WHAT IS REQUIRED: Each line below needs to be repeated precisely as it is.

DATA FOR THE TASK:
::::::::::

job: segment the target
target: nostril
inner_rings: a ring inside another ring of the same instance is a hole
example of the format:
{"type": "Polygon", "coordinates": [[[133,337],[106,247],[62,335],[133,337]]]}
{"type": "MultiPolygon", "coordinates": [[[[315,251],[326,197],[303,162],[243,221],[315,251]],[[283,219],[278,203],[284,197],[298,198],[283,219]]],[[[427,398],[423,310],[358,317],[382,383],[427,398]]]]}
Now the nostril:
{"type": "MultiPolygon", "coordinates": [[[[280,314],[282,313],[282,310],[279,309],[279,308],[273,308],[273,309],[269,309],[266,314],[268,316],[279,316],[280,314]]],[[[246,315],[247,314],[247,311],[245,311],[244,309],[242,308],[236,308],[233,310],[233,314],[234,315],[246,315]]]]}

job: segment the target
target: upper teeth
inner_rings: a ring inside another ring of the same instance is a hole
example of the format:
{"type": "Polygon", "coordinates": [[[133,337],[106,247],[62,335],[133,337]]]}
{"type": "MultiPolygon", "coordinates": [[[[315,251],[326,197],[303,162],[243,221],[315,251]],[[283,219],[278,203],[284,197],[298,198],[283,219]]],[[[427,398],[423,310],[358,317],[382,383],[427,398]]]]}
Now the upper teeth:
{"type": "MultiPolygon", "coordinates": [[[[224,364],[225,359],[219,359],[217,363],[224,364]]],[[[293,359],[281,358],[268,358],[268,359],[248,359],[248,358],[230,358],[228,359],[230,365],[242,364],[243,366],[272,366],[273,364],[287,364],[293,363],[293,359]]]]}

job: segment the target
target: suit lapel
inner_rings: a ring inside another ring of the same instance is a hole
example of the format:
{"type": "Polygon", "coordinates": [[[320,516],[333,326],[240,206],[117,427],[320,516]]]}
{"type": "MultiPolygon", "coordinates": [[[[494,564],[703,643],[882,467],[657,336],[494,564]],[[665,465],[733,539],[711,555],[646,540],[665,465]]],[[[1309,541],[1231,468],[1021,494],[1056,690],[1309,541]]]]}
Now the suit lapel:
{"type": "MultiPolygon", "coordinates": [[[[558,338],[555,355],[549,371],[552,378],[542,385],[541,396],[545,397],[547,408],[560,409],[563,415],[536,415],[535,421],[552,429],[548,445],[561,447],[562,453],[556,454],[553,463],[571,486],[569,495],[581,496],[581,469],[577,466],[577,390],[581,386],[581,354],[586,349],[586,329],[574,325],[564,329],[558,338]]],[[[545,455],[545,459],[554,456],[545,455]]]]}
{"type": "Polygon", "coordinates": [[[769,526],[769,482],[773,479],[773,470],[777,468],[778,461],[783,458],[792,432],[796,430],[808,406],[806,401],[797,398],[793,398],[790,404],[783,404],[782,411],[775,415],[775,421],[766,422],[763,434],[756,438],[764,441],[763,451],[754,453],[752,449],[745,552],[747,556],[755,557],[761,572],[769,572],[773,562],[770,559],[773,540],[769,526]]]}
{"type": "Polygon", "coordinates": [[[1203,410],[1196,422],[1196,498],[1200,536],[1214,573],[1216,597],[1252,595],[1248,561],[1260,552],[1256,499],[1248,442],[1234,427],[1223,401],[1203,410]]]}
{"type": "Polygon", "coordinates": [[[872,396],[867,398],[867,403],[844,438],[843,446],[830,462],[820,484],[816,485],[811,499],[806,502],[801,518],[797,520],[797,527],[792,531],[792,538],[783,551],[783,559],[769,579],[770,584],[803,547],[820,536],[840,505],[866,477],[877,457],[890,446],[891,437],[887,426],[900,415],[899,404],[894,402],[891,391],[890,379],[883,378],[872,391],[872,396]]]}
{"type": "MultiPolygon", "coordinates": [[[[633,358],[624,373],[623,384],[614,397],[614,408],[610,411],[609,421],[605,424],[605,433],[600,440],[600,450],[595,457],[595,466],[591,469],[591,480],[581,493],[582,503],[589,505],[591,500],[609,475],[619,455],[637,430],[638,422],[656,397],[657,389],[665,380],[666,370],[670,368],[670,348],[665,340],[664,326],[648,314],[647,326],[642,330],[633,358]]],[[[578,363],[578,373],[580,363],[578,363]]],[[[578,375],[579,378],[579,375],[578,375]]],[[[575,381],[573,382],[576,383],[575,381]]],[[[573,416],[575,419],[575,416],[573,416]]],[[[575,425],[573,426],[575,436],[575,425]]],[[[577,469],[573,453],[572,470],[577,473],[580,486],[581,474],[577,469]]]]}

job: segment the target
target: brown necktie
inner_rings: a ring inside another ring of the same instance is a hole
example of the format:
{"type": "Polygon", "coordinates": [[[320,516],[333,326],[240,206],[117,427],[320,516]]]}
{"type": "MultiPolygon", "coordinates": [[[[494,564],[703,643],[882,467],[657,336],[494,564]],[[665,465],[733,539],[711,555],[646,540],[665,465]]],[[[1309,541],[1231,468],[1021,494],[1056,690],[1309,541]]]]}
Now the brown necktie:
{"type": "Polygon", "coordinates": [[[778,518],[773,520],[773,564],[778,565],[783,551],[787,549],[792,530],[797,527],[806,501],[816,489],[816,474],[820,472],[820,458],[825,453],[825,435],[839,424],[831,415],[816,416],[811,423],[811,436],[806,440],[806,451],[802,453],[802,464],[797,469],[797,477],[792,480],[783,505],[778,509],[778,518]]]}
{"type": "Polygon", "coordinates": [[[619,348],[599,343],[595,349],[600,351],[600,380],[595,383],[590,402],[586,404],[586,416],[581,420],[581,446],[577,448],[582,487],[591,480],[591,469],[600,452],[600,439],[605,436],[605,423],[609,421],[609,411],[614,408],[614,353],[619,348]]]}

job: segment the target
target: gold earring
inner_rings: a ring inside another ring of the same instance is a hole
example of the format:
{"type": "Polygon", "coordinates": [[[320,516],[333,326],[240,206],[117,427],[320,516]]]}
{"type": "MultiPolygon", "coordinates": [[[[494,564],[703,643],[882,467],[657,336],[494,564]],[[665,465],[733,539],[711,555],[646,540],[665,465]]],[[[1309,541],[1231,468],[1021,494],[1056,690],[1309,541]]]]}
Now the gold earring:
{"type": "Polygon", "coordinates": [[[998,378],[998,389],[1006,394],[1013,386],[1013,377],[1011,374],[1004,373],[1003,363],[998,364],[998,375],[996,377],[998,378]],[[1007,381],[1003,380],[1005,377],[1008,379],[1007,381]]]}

::::::::::

RESPONSE TO THE TASK:
job: segment the target
target: nostril
inner_rings: a ring inside another ring of the same instance is a hole
example of the format:
{"type": "Polygon", "coordinates": [[[133,337],[106,247],[62,335],[133,337]]]}
{"type": "MultiPolygon", "coordinates": [[[[315,251],[326,197],[303,162],[243,221],[315,251]],[[283,219],[278,203],[284,197],[298,198],[283,219]]],[[[427,398],[423,310],[358,317],[382,383],[427,398]]]]}
Now the nostril:
{"type": "MultiPolygon", "coordinates": [[[[280,314],[282,313],[282,310],[279,309],[279,308],[273,308],[273,309],[269,309],[266,314],[268,316],[279,316],[280,314]]],[[[246,315],[247,314],[247,311],[245,311],[244,309],[242,308],[236,308],[233,310],[233,314],[234,315],[246,315]]]]}

job: segment the target
target: upper teeth
inner_rings: a ring inside another ring of the same instance is a hole
example of the format:
{"type": "Polygon", "coordinates": [[[133,337],[106,247],[62,335],[133,337]]]}
{"type": "MultiPolygon", "coordinates": [[[[315,251],[326,197],[303,162],[243,221],[315,251]],[[283,219],[278,203],[284,197],[298,198],[283,219]]],[[[427,398],[423,310],[358,317],[382,383],[427,398]]]]}
Now the upper teeth:
{"type": "MultiPolygon", "coordinates": [[[[224,364],[225,359],[219,359],[217,363],[224,364]]],[[[293,359],[281,358],[268,358],[268,359],[248,359],[248,358],[230,358],[228,359],[230,365],[242,364],[243,366],[272,366],[273,364],[287,364],[293,363],[293,359]]]]}

job: segment the target
target: suit lapel
inner_rings: a ring inside another ring of the same instance is a hole
example of the format:
{"type": "Polygon", "coordinates": [[[320,516],[333,326],[240,206],[117,427],[320,516]]]}
{"type": "MultiPolygon", "coordinates": [[[[494,564],[703,643],[882,467],[657,336],[494,564]],[[665,465],[733,539],[711,555],[646,540],[665,465]]],[[[1309,541],[1231,468],[1021,494],[1056,690],[1309,541]]]]}
Now the suit lapel:
{"type": "MultiPolygon", "coordinates": [[[[558,338],[555,355],[549,371],[552,378],[542,385],[541,396],[545,397],[547,408],[560,409],[563,415],[536,415],[535,421],[552,429],[548,445],[561,447],[562,453],[556,454],[553,463],[571,486],[569,495],[581,496],[581,469],[577,466],[577,390],[581,386],[581,354],[586,349],[586,329],[574,325],[564,329],[558,338]]],[[[545,455],[545,459],[554,456],[545,455]]]]}
{"type": "Polygon", "coordinates": [[[769,526],[769,482],[773,479],[773,470],[777,468],[778,461],[783,458],[792,432],[796,430],[808,406],[806,401],[797,398],[793,398],[790,404],[783,404],[782,411],[775,415],[775,421],[766,422],[763,434],[756,438],[764,441],[763,451],[754,453],[752,449],[745,552],[747,556],[755,557],[761,572],[769,572],[773,562],[770,559],[773,540],[769,526]]]}
{"type": "Polygon", "coordinates": [[[1203,410],[1196,422],[1196,498],[1200,536],[1214,573],[1216,597],[1252,595],[1248,561],[1260,552],[1256,499],[1248,442],[1234,427],[1223,401],[1203,410]]]}
{"type": "Polygon", "coordinates": [[[872,396],[867,398],[867,403],[844,438],[843,446],[830,462],[820,484],[816,485],[811,499],[806,502],[801,518],[797,520],[797,527],[792,531],[792,538],[783,551],[783,559],[769,579],[770,584],[803,547],[820,536],[840,505],[866,477],[877,457],[890,446],[891,437],[887,426],[900,415],[899,404],[894,402],[891,391],[890,379],[883,378],[872,391],[872,396]]]}
{"type": "MultiPolygon", "coordinates": [[[[633,358],[624,373],[623,384],[614,397],[614,408],[610,411],[609,421],[605,424],[605,433],[600,440],[600,450],[595,457],[595,466],[591,469],[591,480],[581,493],[582,503],[589,505],[591,500],[609,475],[619,455],[637,430],[638,422],[656,397],[657,389],[665,380],[666,370],[670,368],[670,348],[665,340],[664,326],[648,314],[647,326],[642,330],[633,358]]],[[[578,363],[578,373],[580,363],[578,363]]],[[[578,375],[579,378],[579,375],[578,375]]],[[[575,381],[573,382],[576,383],[575,381]]],[[[573,416],[575,419],[575,416],[573,416]]],[[[575,425],[573,426],[575,436],[575,425]]],[[[577,469],[573,453],[572,470],[577,473],[580,486],[581,474],[577,469]]]]}

job: segment the target
target: brown necktie
inner_rings: a ring inside another ring of the same instance is a hole
example of the format:
{"type": "Polygon", "coordinates": [[[320,516],[333,326],[240,206],[117,427],[320,516]]]}
{"type": "MultiPolygon", "coordinates": [[[[494,564],[703,643],[882,467],[657,336],[494,564]],[[665,465],[733,539],[711,555],[646,540],[665,465]]],[[[1309,541],[1231,468],[1021,494],[1056,690],[1309,541]]]]}
Now the brown necktie:
{"type": "Polygon", "coordinates": [[[778,518],[773,520],[773,564],[778,565],[783,551],[787,549],[792,530],[797,527],[806,501],[816,489],[816,474],[820,472],[820,458],[825,453],[825,435],[839,424],[831,415],[816,416],[811,423],[811,436],[806,440],[806,451],[802,453],[802,464],[797,469],[797,477],[792,480],[783,505],[778,509],[778,518]]]}
{"type": "Polygon", "coordinates": [[[619,348],[599,343],[595,349],[600,351],[600,380],[595,383],[590,402],[586,404],[586,416],[581,420],[581,446],[577,448],[582,487],[591,480],[591,469],[600,452],[600,439],[605,436],[605,423],[609,421],[609,411],[614,408],[614,353],[619,348]]]}

job: segment the target
target: gold earring
inner_rings: a ring inside another ring of the same instance is a hole
example of the format:
{"type": "Polygon", "coordinates": [[[320,516],[333,326],[240,206],[117,427],[320,516]]]}
{"type": "MultiPolygon", "coordinates": [[[[494,564],[703,643],[882,467],[657,336],[494,564]],[[665,465],[733,539],[711,555],[646,540],[665,465]]],[[[1309,541],[1231,468],[1021,494],[1056,690],[1309,541]]]]}
Now the gold earring:
{"type": "Polygon", "coordinates": [[[998,378],[998,389],[1006,394],[1013,386],[1013,377],[1011,374],[1004,373],[1003,363],[998,364],[998,375],[996,377],[998,378]],[[1007,381],[1003,380],[1005,377],[1008,379],[1007,381]]]}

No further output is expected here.